| Records for processing |
┄┄┄┄┄┄

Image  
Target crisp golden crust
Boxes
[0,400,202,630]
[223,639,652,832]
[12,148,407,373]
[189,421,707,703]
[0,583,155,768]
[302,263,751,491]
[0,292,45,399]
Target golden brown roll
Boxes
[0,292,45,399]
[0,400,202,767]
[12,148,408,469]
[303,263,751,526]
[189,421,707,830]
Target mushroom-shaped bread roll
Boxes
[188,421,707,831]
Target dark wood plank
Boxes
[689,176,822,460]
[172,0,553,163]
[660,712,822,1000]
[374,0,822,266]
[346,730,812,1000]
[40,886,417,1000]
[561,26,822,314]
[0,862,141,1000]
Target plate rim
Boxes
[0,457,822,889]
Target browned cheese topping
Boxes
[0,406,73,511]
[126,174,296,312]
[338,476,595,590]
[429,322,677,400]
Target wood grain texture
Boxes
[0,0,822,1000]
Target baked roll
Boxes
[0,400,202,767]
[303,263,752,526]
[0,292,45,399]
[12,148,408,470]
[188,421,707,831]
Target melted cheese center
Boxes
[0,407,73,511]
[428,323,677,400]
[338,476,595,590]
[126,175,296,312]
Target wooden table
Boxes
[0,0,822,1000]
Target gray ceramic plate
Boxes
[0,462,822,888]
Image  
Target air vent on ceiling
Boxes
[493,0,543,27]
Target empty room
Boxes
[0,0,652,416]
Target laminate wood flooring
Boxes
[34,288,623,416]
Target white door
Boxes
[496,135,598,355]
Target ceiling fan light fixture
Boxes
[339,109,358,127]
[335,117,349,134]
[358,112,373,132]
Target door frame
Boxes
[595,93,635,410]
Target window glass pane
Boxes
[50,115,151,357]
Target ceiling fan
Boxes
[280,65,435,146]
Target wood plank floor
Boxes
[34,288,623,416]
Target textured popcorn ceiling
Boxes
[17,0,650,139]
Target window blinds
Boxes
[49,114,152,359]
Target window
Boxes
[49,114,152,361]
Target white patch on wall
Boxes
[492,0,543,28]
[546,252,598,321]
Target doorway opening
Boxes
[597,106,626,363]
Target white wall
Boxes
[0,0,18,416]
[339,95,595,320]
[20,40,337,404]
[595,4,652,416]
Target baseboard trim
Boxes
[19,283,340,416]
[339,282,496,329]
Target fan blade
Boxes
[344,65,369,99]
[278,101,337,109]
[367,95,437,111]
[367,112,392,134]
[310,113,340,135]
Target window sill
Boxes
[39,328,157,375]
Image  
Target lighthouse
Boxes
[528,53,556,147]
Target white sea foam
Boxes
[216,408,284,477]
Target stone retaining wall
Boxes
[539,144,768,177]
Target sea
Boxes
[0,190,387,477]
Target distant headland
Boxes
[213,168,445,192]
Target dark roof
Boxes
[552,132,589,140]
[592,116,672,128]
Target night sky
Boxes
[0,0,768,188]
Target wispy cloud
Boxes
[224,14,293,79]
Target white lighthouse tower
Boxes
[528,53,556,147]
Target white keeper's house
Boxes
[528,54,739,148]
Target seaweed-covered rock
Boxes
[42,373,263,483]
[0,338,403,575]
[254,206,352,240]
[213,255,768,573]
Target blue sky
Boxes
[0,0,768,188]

┄┄┄┄┄┄

| What you need to do |
Copy the listing above with each "Boxes" swapped for "Regions", leaving every other part unchanged.

| Output of the exercise |
Image  
Target crisp golden crust
Regions
[0,400,202,630]
[223,639,652,832]
[12,148,407,373]
[189,421,707,703]
[0,583,155,768]
[302,263,751,491]
[0,292,45,399]
Target golden brown roll
Regions
[0,292,45,399]
[0,400,202,767]
[12,148,408,469]
[303,263,751,526]
[189,421,707,830]
Target mushroom-shaped bread roll
Regions
[188,421,707,831]
Target dark wood plank
Regions
[689,176,822,460]
[172,0,553,163]
[660,712,822,1000]
[374,0,822,266]
[346,730,812,1000]
[40,886,417,1000]
[561,26,822,314]
[0,862,141,1000]
Target plate rim
Regions
[0,457,822,889]
Target browned cheese topping
Regions
[0,406,73,511]
[126,174,296,312]
[338,476,595,590]
[429,322,677,400]
Target wood grain texture
Regions
[0,0,822,1000]
Target baked roll
Regions
[0,400,202,767]
[303,263,752,526]
[0,292,45,399]
[12,148,408,470]
[188,421,707,831]
Target melted cheese center
Regions
[0,407,73,511]
[428,323,677,400]
[338,476,595,590]
[126,175,296,312]
Target wooden table
Regions
[0,0,822,1000]
Target gray ceramic plate
Regions
[0,462,822,888]
Image  
Target air vent on ceiling
Regions
[493,0,543,27]
Target empty room
Regions
[0,0,652,416]
Target laminate wood flooring
Regions
[34,288,623,416]
Target white door
Regions
[496,135,598,355]
Target ceiling fan light fixture
Regions
[339,109,358,127]
[335,117,349,134]
[358,112,373,132]
Target door frame
Regions
[595,93,635,410]
Target window glass pane
Regions
[50,115,151,357]
Target ceiling fan
Regions
[280,65,435,146]
Target wood plank floor
Regions
[34,288,623,416]
Target textured popcorn ceiling
Regions
[17,0,650,139]
Target window blinds
Regions
[49,114,152,359]
Target window
Regions
[49,114,152,361]
Target white patch on wall
Regions
[492,0,543,28]
[546,252,598,321]
Target doorway opening
Regions
[597,106,626,363]
Target white wall
Regions
[0,0,18,416]
[339,95,595,320]
[20,40,337,404]
[595,4,652,416]
Target baseboard trim
Regions
[19,283,340,416]
[339,282,496,329]
Target fan blade
Regions
[344,65,369,99]
[278,101,337,109]
[367,95,437,111]
[367,112,392,134]
[310,113,340,135]
Target window sill
Regions
[39,328,157,375]
Image  
Target lighthouse
Regions
[528,53,556,147]
Target white sea foam
Regions
[216,408,284,477]
Target stone retaining wall
Regions
[539,144,768,177]
Target sea
Regions
[0,190,387,477]
Target distant headland
Regions
[213,168,445,192]
Target dark roof
Regions
[552,132,589,140]
[592,116,672,128]
Target night sky
Regions
[0,0,768,188]
Target wispy cloud
Regions
[224,14,293,79]
Target white lighthouse tower
Regions
[528,53,556,147]
Target white keeper's house
Regions
[528,54,739,148]
Target seaweed-covered rock
Regions
[42,373,263,483]
[0,338,403,575]
[254,206,352,240]
[213,255,768,573]
Target blue sky
Regions
[0,0,768,188]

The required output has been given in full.